■ **TASK STATEMENT**: Reply only with how many lines below contain "hipped".

■ **SUPPLIED DATA**:
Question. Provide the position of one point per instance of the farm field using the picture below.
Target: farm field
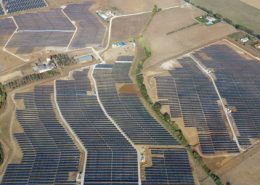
(242, 169)
(138, 5)
(129, 27)
(236, 10)
(254, 3)
(155, 97)
(180, 35)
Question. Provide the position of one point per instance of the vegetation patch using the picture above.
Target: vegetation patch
(165, 118)
(25, 80)
(63, 59)
(1, 154)
(252, 42)
(208, 19)
(3, 96)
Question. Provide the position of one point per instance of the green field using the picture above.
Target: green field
(235, 10)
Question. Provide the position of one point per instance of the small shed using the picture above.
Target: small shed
(125, 59)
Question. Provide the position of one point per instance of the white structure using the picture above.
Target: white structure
(105, 15)
(244, 40)
(125, 59)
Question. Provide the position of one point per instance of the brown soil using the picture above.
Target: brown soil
(254, 3)
(244, 169)
(128, 27)
(134, 6)
(127, 89)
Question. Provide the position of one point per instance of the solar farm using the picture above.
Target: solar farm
(66, 28)
(49, 155)
(112, 157)
(106, 92)
(192, 96)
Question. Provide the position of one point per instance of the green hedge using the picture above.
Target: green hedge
(1, 154)
(3, 96)
(172, 127)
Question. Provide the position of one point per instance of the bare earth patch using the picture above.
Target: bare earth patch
(133, 6)
(127, 89)
(166, 47)
(254, 3)
(129, 27)
(244, 169)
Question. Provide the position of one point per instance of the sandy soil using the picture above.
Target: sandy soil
(254, 3)
(8, 62)
(166, 47)
(133, 6)
(244, 169)
(128, 27)
(127, 89)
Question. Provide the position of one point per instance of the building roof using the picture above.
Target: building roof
(125, 58)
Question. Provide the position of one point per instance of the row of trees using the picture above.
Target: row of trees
(3, 96)
(63, 59)
(30, 79)
(166, 118)
(227, 20)
(1, 154)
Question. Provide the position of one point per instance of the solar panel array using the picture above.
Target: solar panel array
(90, 30)
(52, 19)
(169, 167)
(127, 109)
(49, 155)
(191, 95)
(13, 6)
(111, 159)
(7, 27)
(238, 82)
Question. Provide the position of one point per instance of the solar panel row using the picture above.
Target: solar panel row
(49, 155)
(7, 27)
(13, 6)
(111, 159)
(237, 79)
(192, 96)
(127, 110)
(169, 167)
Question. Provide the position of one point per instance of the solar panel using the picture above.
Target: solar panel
(237, 79)
(127, 109)
(13, 6)
(111, 158)
(49, 155)
(191, 95)
(169, 167)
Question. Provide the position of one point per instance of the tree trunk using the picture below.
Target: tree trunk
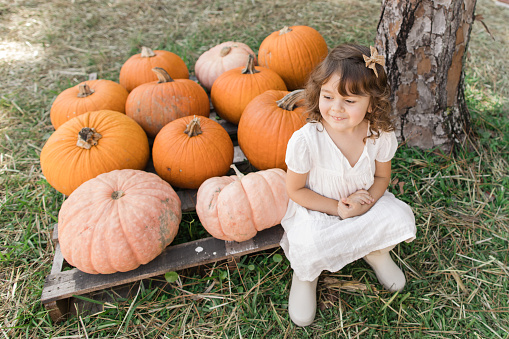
(425, 43)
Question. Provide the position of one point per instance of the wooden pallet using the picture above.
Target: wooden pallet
(61, 285)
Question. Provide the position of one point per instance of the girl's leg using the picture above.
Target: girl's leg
(387, 272)
(302, 301)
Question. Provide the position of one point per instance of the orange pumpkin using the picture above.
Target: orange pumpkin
(118, 221)
(235, 208)
(219, 59)
(88, 96)
(267, 124)
(154, 104)
(293, 52)
(91, 144)
(234, 89)
(137, 69)
(189, 150)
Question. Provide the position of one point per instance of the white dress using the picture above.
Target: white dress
(314, 241)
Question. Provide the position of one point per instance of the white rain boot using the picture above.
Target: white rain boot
(387, 272)
(302, 301)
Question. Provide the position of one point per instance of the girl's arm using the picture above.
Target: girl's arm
(298, 192)
(349, 208)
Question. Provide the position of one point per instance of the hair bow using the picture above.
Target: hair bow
(374, 59)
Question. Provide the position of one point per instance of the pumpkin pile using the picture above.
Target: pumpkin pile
(117, 215)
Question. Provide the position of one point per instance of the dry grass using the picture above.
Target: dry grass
(457, 268)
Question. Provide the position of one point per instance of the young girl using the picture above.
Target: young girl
(339, 168)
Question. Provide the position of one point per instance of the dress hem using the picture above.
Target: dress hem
(316, 273)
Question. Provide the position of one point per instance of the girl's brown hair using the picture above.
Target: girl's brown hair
(355, 78)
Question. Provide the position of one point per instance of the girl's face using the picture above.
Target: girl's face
(342, 114)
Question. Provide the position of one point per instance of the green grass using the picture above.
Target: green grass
(456, 269)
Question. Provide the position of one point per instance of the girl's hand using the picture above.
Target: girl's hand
(352, 206)
(361, 197)
(348, 208)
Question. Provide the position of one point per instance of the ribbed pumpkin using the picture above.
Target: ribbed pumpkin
(88, 96)
(137, 69)
(154, 104)
(219, 59)
(267, 124)
(189, 150)
(118, 221)
(235, 208)
(234, 89)
(293, 52)
(91, 144)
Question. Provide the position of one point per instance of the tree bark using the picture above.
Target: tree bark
(425, 44)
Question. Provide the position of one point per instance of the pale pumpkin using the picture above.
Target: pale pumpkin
(137, 69)
(91, 144)
(88, 96)
(219, 59)
(267, 124)
(189, 150)
(235, 208)
(234, 89)
(293, 52)
(155, 104)
(118, 221)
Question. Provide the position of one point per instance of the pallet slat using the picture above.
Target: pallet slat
(204, 251)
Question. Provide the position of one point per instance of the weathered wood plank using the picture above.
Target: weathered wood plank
(204, 251)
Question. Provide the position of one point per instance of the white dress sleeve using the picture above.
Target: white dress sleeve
(298, 158)
(388, 146)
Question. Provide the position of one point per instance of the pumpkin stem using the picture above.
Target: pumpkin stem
(162, 75)
(147, 52)
(285, 30)
(117, 195)
(225, 50)
(250, 68)
(84, 90)
(288, 101)
(88, 137)
(237, 172)
(193, 128)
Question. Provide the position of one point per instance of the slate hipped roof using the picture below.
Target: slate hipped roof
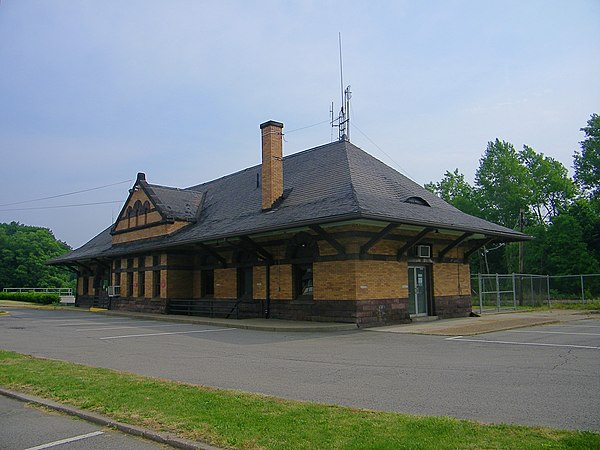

■ **OUTPUT FOR THIS EXERCISE**: 2